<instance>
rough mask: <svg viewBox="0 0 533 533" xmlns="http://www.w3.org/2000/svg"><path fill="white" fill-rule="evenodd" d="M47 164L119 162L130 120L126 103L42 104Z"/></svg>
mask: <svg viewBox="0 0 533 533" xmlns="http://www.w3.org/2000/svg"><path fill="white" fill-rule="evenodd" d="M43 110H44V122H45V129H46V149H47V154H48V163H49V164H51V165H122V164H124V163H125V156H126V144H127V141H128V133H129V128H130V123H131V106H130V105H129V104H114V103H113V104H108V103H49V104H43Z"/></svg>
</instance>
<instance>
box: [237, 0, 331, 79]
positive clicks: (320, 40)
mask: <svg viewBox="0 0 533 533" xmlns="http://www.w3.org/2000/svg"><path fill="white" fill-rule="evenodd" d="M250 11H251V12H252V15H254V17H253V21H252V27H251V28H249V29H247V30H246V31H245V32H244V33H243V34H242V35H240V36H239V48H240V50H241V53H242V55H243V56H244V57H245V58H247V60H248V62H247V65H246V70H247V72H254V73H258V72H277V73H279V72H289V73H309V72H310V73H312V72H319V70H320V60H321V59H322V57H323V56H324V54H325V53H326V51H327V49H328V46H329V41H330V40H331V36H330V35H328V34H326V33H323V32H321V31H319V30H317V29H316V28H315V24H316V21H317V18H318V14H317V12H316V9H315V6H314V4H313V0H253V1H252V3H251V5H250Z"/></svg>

· · · · ·

§ **Required action**
Set every line of the listing down word for word.

§ **Problem solution**
<instance>
rough mask: <svg viewBox="0 0 533 533" xmlns="http://www.w3.org/2000/svg"><path fill="white" fill-rule="evenodd" d="M47 164L119 162L130 120L126 103L42 104Z"/></svg>
mask: <svg viewBox="0 0 533 533" xmlns="http://www.w3.org/2000/svg"><path fill="white" fill-rule="evenodd" d="M43 110H44V122H45V129H46V149H47V154H48V163H49V164H51V165H122V164H124V163H125V156H126V144H127V141H128V133H129V128H130V123H131V106H130V105H129V104H114V103H113V104H108V103H49V104H43Z"/></svg>
</instance>
<instance>
box: [237, 0, 331, 79]
positive clicks: (320, 40)
mask: <svg viewBox="0 0 533 533" xmlns="http://www.w3.org/2000/svg"><path fill="white" fill-rule="evenodd" d="M250 11H251V12H252V15H254V17H253V21H252V27H251V28H249V29H247V30H246V31H245V32H244V33H243V34H242V35H240V36H239V48H240V50H241V53H242V55H243V56H244V57H245V58H247V60H248V62H247V65H246V70H247V72H254V73H258V72H277V73H279V72H289V73H309V72H310V73H312V72H319V70H320V60H321V59H322V57H323V56H324V54H325V53H326V51H327V49H328V46H329V41H330V40H331V36H330V35H328V34H326V33H323V32H321V31H319V30H317V29H316V28H315V24H316V21H317V18H318V14H317V12H316V9H315V6H314V4H313V0H253V1H252V3H251V5H250Z"/></svg>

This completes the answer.